**Estratto del documento**
Quelle di giugno saranno elezioni molto importanti, non solo perché siamo a un punto delicato dal punto di visto geopolitico – l’Europa è circondata dalle guerre e urge una svolta politica capace di proiettaci verso un’Europa unita e federale, che abbia un’unica voce in politica estera, in politica economica, una comune politica migratoria, e recuperi il suo originale progetto di pace e progresso solidale per cui è nata nel periodo post bellico del secolo scorso – ma anche per il nostro Paese: un test per il governo e le opposizioni sul piano nazionale, una fotografia sullo stato politico dei nostri territori per le contemporanee elezioni amministrative di circa 3700 comuni italiani.
In un momento segnato da crisi economica, migrazioni e nuove guerre, l’Europa e l’Italia hanno bisogno di unità e di obiettivi chiari, perché la disgregazione, la frammentazione e la divisione portano con sé debolezza e inefficacia; perché le nuove tecnologie stanno cambiando il mondo e vanno guidate con saggezza; perché l’aumento demografico e dell’età delle popolazioni civilizzate obbliga gli Stati a cambiare i modelli di welfare; perché il modello di sviluppo occidentale che abbiamo conosciuto fino a oggi non consente più uguaglianza e sostenibilità generalizzate. Dobbiamo dotarci di nuove visioni e modelli di sviluppo che siano sostenibili e solidali: solo lavorando a ridurre la forbice delle disuguaglianze economiche e sociali l’Europa e l’Italia potranno continuare non solo ad esistere ma ad essere quel perno vitale delle democrazie nel mondo. Solo lavorando in questo senso -unità e sostenibilità, benessere diffuso per le comunità e i territori – si tengono insieme pace e democrazia.
La politica ha un compito fondamentale. Una delle tante sfide che abbiamo di fronte è proprio quella ambientale, che non riguarda solo la sostenibilità delle risorse, la salvaguardia del nostro patrimonio paesaggistico e faunistico, e la tutela della biodiversità (che non ha sicuramente il riconoscimento culturale che merita: la scienza la ascoltiamo solo quando siamo di fronte al danno già compiuto). Quando parliamo di ambiente, infatti, parliamo di futuro, dei nostri figli, della qualità della vita e della tutela della nostra stessa salute.

**Righe del dataset**
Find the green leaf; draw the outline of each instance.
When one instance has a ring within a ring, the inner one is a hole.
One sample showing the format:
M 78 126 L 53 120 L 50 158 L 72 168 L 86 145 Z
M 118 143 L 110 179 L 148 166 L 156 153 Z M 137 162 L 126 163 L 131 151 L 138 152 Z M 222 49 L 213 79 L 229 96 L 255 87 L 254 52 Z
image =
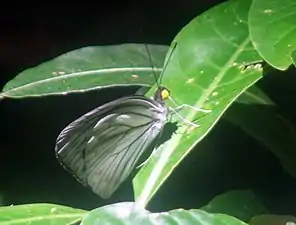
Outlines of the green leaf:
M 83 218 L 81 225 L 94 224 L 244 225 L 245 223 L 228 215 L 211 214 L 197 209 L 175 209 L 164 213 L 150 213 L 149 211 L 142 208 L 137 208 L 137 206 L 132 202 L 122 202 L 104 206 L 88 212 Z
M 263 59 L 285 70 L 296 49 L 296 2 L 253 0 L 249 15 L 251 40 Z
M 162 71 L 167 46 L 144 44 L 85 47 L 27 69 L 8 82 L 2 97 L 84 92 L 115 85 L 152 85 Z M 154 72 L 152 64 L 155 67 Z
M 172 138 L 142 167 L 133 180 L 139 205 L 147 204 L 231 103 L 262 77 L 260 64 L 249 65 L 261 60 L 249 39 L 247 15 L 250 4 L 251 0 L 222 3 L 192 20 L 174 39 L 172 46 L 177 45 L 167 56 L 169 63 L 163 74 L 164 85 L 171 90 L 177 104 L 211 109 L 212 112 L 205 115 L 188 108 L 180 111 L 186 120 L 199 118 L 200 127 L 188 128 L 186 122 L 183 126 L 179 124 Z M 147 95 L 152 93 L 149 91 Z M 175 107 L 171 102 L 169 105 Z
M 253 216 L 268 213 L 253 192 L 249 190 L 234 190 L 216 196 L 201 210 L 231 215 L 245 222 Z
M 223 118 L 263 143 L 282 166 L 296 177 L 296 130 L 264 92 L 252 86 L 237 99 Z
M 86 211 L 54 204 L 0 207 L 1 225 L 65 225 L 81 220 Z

**Cosa si richiede**
Stampa senza modifiche il passaggio del testo sulle elezioni di giugno che si apre con le parole contenenti "Quelle di giugno" e si chiude con "3700 comuni italiani.". Le righe non servono per lo svolgimento.

**Compito svolto**
Quelle di giugno saranno elezioni molto importanti, non solo perché siamo a un punto delicato dal punto di visto geopolitico – l’Europa è circondata dalle guerre e urge una svolta politica capace di proiettaci verso un’Europa unita e federale, che abbia un’unica voce in politica estera, in politica economica, una comune politica migratoria, e recuperi il suo originale progetto di pace e progresso solidale per cui è nata nel periodo post bellico del secolo scorso – ma anche per il nostro Paese: un test per il governo e le opposizioni sul piano nazionale, una fotografia sullo stato politico dei nostri territori per le contemporanee elezioni amministrative di circa 3700 comuni italiani.